## [WHAT THE TASK ASKS]
Would you give the records below again, exactly and completely?
>>
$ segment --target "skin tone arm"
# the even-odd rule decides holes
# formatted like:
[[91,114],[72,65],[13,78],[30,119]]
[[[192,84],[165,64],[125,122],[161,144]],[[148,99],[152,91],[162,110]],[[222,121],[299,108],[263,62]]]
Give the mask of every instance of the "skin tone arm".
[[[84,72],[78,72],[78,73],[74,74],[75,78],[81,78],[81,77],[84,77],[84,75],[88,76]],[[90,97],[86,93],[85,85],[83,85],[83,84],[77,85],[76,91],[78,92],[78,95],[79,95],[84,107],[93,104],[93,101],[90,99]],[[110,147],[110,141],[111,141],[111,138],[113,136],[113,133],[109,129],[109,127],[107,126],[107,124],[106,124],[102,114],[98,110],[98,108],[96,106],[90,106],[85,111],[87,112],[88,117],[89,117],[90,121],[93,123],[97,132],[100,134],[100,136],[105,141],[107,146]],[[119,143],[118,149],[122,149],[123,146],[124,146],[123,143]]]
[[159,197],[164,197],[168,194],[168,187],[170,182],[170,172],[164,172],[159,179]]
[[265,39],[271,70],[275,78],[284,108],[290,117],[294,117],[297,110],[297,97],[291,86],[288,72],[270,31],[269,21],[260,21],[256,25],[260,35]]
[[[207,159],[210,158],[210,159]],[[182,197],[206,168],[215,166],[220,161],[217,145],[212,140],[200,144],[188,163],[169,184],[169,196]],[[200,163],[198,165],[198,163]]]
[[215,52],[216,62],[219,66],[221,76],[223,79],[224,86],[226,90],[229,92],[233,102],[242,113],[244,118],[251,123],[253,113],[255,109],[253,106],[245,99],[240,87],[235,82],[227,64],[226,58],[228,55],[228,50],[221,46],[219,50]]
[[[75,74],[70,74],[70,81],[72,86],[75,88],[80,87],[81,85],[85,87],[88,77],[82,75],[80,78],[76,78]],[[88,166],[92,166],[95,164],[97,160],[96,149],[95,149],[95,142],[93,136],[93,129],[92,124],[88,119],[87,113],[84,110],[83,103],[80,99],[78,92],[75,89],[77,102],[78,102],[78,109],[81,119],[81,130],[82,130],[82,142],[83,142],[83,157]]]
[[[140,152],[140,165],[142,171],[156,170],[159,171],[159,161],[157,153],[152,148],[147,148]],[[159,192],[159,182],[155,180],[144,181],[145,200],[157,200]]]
<<
## [RESULT BELOW]
$ segment --target "skin tone arm"
# the even-odd rule decides holes
# formatted like:
[[91,114],[72,65],[13,78],[30,119]]
[[[192,84],[165,64],[125,122],[161,144]],[[148,99],[152,91],[162,110]],[[222,121],[299,108],[263,62]]]
Give the mask of every instance of the "skin tone arm".
[[[84,72],[78,72],[78,73],[74,74],[75,78],[81,78],[81,77],[84,77],[84,75],[88,76]],[[90,97],[86,93],[85,85],[83,85],[83,84],[77,85],[76,91],[78,92],[78,95],[79,95],[84,107],[93,104],[93,101],[90,99]],[[110,147],[110,141],[111,141],[111,138],[113,136],[113,133],[109,129],[109,127],[107,126],[107,124],[106,124],[102,114],[98,110],[98,108],[96,106],[90,106],[85,111],[87,112],[88,117],[89,117],[90,121],[93,123],[97,132],[100,134],[100,136],[105,141],[107,146]],[[119,143],[118,149],[122,149],[123,146],[124,146],[123,143]]]
[[159,197],[164,197],[168,194],[168,187],[170,182],[170,172],[164,172],[159,179]]
[[265,39],[271,70],[275,78],[284,108],[290,117],[294,117],[297,110],[297,97],[291,86],[288,72],[270,31],[269,21],[260,21],[256,25],[260,35]]
[[[207,159],[210,158],[210,159]],[[182,197],[206,168],[215,166],[220,161],[217,145],[212,140],[200,144],[188,163],[169,184],[169,196]],[[200,163],[198,165],[198,163]]]
[[215,52],[216,62],[219,66],[221,76],[223,79],[224,86],[226,90],[229,92],[233,102],[242,113],[244,118],[251,123],[253,113],[255,109],[253,106],[245,99],[240,87],[235,82],[227,64],[226,58],[228,55],[228,50],[221,46],[219,50]]
[[[75,74],[70,74],[70,81],[72,86],[75,88],[80,87],[81,85],[85,87],[88,77],[82,75],[80,78],[76,78]],[[88,166],[92,166],[95,164],[97,160],[96,149],[95,149],[95,142],[93,136],[93,129],[92,124],[88,119],[87,113],[84,110],[83,103],[80,99],[78,92],[75,89],[77,102],[78,102],[78,109],[81,119],[81,130],[82,130],[82,142],[83,142],[83,157]]]
[[[140,152],[140,165],[142,171],[156,170],[159,171],[159,161],[157,153],[152,148],[147,148]],[[159,192],[159,182],[155,180],[144,181],[145,200],[157,200]]]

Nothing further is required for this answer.